━━━ Exercise material

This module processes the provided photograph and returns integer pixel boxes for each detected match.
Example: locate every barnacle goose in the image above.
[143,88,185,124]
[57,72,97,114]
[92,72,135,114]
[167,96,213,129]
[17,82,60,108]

━━━━━━

→ Work to complete: Rewrite the records above, switching "barnacle goose" to "snow goose" and leaving everything else unchanged.

→ Written reply:
This module processes the provided photograph and returns integer pixel boxes for each detected match.
Example: locate every snow goose in the image above.
[143,88,185,124]
[57,72,97,114]
[92,72,135,114]
[167,96,213,129]
[17,82,60,108]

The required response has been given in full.